§ **Extracted information**:
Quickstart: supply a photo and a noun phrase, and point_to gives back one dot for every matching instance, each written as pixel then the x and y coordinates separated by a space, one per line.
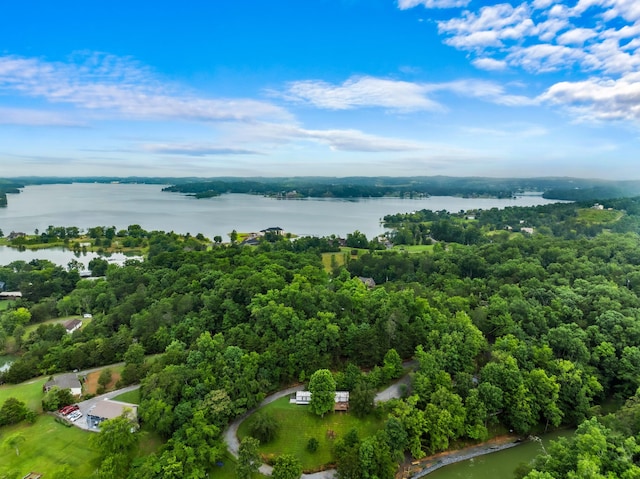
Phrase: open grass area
pixel 32 327
pixel 416 248
pixel 338 258
pixel 29 392
pixel 298 425
pixel 90 385
pixel 132 397
pixel 593 216
pixel 47 446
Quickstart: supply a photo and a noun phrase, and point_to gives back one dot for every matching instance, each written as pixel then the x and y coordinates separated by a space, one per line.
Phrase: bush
pixel 265 428
pixel 312 445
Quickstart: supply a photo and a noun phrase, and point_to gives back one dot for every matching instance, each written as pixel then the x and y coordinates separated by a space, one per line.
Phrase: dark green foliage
pixel 361 399
pixel 264 427
pixel 286 466
pixel 56 398
pixel 323 388
pixel 13 411
pixel 248 458
pixel 312 445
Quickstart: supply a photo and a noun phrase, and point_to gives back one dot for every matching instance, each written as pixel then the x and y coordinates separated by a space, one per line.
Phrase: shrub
pixel 312 445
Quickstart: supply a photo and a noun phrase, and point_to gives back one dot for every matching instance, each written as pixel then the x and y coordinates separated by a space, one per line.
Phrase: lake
pixel 497 465
pixel 94 204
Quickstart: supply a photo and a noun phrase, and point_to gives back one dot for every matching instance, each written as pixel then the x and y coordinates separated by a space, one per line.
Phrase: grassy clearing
pixel 90 385
pixel 32 327
pixel 47 447
pixel 132 397
pixel 417 248
pixel 30 392
pixel 592 216
pixel 328 262
pixel 298 425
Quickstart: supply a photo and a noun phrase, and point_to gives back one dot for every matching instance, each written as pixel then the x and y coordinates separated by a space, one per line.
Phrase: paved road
pixel 231 434
pixel 89 404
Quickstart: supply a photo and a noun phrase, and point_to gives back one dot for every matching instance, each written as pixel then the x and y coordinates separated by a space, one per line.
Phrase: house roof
pixel 64 381
pixel 72 324
pixel 111 409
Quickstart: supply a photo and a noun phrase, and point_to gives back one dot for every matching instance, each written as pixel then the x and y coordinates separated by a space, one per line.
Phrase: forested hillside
pixel 527 329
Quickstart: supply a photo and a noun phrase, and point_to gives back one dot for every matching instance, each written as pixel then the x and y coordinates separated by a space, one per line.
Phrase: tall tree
pixel 248 458
pixel 286 466
pixel 322 387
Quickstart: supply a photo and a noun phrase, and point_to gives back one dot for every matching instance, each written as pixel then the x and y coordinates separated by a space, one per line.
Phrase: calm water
pixel 497 465
pixel 87 205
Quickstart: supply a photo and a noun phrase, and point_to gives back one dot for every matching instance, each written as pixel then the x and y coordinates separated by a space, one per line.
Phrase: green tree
pixel 361 398
pixel 392 368
pixel 56 398
pixel 264 427
pixel 13 411
pixel 14 440
pixel 248 458
pixel 322 387
pixel 286 466
pixel 116 444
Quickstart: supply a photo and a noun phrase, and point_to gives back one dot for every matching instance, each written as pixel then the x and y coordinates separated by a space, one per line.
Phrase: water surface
pixel 93 204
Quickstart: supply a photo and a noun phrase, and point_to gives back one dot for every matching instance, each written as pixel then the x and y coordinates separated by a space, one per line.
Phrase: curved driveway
pixel 231 434
pixel 89 404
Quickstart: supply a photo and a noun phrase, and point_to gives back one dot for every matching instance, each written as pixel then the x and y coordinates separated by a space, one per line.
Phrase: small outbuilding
pixel 10 295
pixel 65 381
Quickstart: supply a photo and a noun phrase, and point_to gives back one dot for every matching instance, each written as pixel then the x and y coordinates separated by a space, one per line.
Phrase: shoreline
pixel 427 465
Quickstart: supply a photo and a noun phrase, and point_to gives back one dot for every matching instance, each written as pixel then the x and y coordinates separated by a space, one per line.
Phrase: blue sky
pixel 324 87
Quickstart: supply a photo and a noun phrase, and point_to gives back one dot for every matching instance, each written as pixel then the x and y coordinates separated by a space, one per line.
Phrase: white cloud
pixel 369 92
pixel 545 57
pixel 489 28
pixel 359 92
pixel 599 99
pixel 195 149
pixel 597 36
pixel 576 36
pixel 406 4
pixel 29 117
pixel 489 64
pixel 115 85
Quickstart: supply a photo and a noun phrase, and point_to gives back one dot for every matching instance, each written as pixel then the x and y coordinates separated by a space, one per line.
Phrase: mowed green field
pixel 132 397
pixel 30 393
pixel 298 425
pixel 46 448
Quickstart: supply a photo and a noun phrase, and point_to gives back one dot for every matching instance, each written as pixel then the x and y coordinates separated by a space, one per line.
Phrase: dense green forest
pixel 526 330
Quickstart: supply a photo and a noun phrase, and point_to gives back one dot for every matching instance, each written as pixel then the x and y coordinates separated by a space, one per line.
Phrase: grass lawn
pixel 132 397
pixel 90 385
pixel 298 425
pixel 593 216
pixel 29 392
pixel 327 261
pixel 32 327
pixel 417 248
pixel 47 447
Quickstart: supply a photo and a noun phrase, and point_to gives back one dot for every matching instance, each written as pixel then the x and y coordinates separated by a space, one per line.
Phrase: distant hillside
pixel 575 189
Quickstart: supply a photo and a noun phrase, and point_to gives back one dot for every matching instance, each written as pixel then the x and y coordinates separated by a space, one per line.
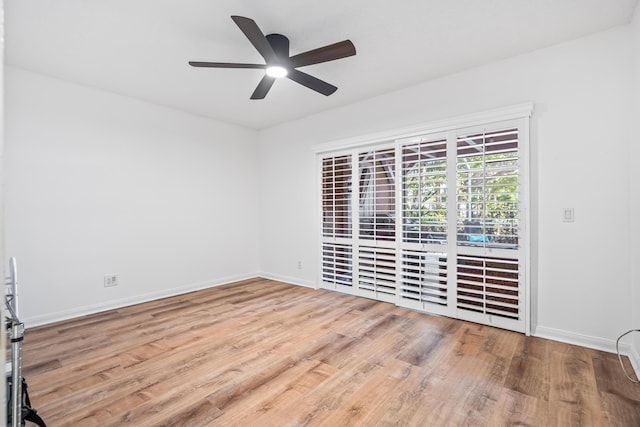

§ **What is needed**:
An exact reproduction of the data is needed, with no pictures included.

§ **Answer for the task**:
Quickstart: supply a photo and a noun phrase, and point_to gives back one dot for every matching instance, each written as pixel then the x and y coordinates separated by a space, one per line.
Phrase: open grass area
pixel 32 327
pixel 416 248
pixel 338 258
pixel 29 392
pixel 298 425
pixel 90 385
pixel 132 397
pixel 593 216
pixel 47 446
Quickstart: supply a photo and a noun phrase, and point_to gives back one dot for every matching instance, each written as pixel then the x and y coordinates separated by a space, one per line.
Phrase: bush
pixel 265 428
pixel 312 445
Quickstart: supply a photo and a noun phrase, and point_to gives back one dot for every matching instance, each written as pixel then the x and y coordinates separated by a space, one per line.
Phrase: dark green foliage
pixel 361 399
pixel 264 427
pixel 286 466
pixel 56 398
pixel 323 388
pixel 13 411
pixel 248 458
pixel 312 445
Quickstart: supply a photo and a noun phrase, and point_to gives back one dot for every matching instance, each written as pixel then the x and y coordinates separated by a space, one per line.
Phrase: shrub
pixel 312 445
Quickstart: supply a photo and a noun phrase, and point_to gives back one dot for every matching instance, each written as pixel then the x and y coordinates separated by a space, one per line.
Phrase: lake
pixel 497 465
pixel 94 204
Quickstart: supply a photo and a noun phrase, and point_to gives back one dot for every matching instance, each written as pixel then the x and y coordinates separated by a space, one per line.
Phrase: grassy clearing
pixel 90 385
pixel 32 327
pixel 47 447
pixel 132 397
pixel 417 248
pixel 30 392
pixel 592 216
pixel 328 262
pixel 298 425
Quickstart: supply a photo and a noun phrase, and point_to gives back one dot for every matching instance, each written as pixel then the x and y coordinates separated by a space, one per line.
Phrase: paved road
pixel 231 434
pixel 89 404
Quickstart: supply a photo and a noun phrase, and point_to gives back one dot for every matching instance, each written as pixel then the x and y coordinates separated by a space, one per line.
Phrase: house roof
pixel 64 381
pixel 72 324
pixel 111 409
Quickstart: supply a photo and a noun phrase, and point_to gives back one dot for every matching instance, each written as pixel then the x and y coordinates separated by a space, one per line.
Phrase: forested hillside
pixel 527 329
Quickstart: supply a photo and a noun phrase, and point_to gives back one dot for every matching instance, each written as pixel then the x and y coordinates separated by a space, one per line.
Phrase: tall tree
pixel 248 458
pixel 286 466
pixel 322 387
Quickstart: supply a photo and a noun phrase, and point_to gives back one dot for every matching instance, each written as pixel then the x and y coordinates separated by a space, one per line.
Phrase: calm water
pixel 497 465
pixel 87 205
Quickstart: supply a photo and a noun phrase, and point_to gives back one dot for every matching instance, each written as pixel then the x and y coordinates separated by a space, one per line.
Phrase: green tree
pixel 361 398
pixel 392 368
pixel 56 398
pixel 264 427
pixel 13 411
pixel 14 440
pixel 248 458
pixel 322 387
pixel 286 466
pixel 116 444
Quickstart: supply a photo and a noun phrase, and point_to gives back one dot for every matching instance, each written as pixel then the x and y coordinates separated by a space, one per line.
Phrase: water surface
pixel 93 204
Quickstart: supply a photo and a noun phrase, and point_to gives back one dot for every matching instance, each written as pixel then the x and y coordinates separated by a space, one per line.
Phrase: curved driveway
pixel 231 434
pixel 89 404
Quickstart: supply a photo and a noun phrase, and point_to gives back one dot for every matching instance, each written as pixel then the x and y coordinates separated by a space, one per line.
Phrase: small outbuilding
pixel 10 295
pixel 65 381
Quickstart: supply a photo and a noun phrase, and point_to gives back one dot for every matching instance, each written as pixel then the x and y coordinates separated by a space, one per line.
Phrase: shoreline
pixel 427 465
Quickstart: supply a photo and a noun phrase, and point_to gives back one dot for every matching instance, each written as pixel then the x and y coordinates separated by a space, one per line.
Phrase: blue sky
pixel 324 87
Quickstart: supply a photo and a noun phrase, and point_to gives back one dot for every matching instance, each written as pixel then the x and y coordinates separated by a space, one per line.
Phrase: white cloud
pixel 369 92
pixel 545 57
pixel 489 28
pixel 359 92
pixel 599 99
pixel 195 149
pixel 597 36
pixel 576 36
pixel 406 4
pixel 29 117
pixel 489 64
pixel 115 85
Quickstart: supply a photo and a noun phrase, and point_to gives back one dot for every matching instance, each written as pixel then the x and y coordinates separated by a space, one per line.
Phrase: mowed green field
pixel 132 397
pixel 30 393
pixel 298 425
pixel 46 448
Quickstart: supply a photo and a noun phrase, and point_to gives back one dot for every matching instance, each written as pixel then the x and y coordinates separated by a space, one per line.
Phrase: dense green forest
pixel 526 330
Quickstart: supply a photo and a noun phrase, and point_to gives back one dot for every matching instance, each written as pixel then the x and y coordinates separated by a space, one per line.
Phrase: grass lawn
pixel 132 397
pixel 90 385
pixel 298 425
pixel 593 216
pixel 29 392
pixel 327 261
pixel 32 327
pixel 417 248
pixel 47 447
Quickstart: supply a photo and a noun phrase, and point_to gives back one dot for every matching instance, each written as pixel then the x and y coordinates separated by a space, one per line.
Phrase: distant hillside
pixel 575 189
Quickstart: supply a photo and a noun phrase, and point_to gives back one dot for every matching instance, each written as pixel then the x and y coordinates separated by a space, one per line.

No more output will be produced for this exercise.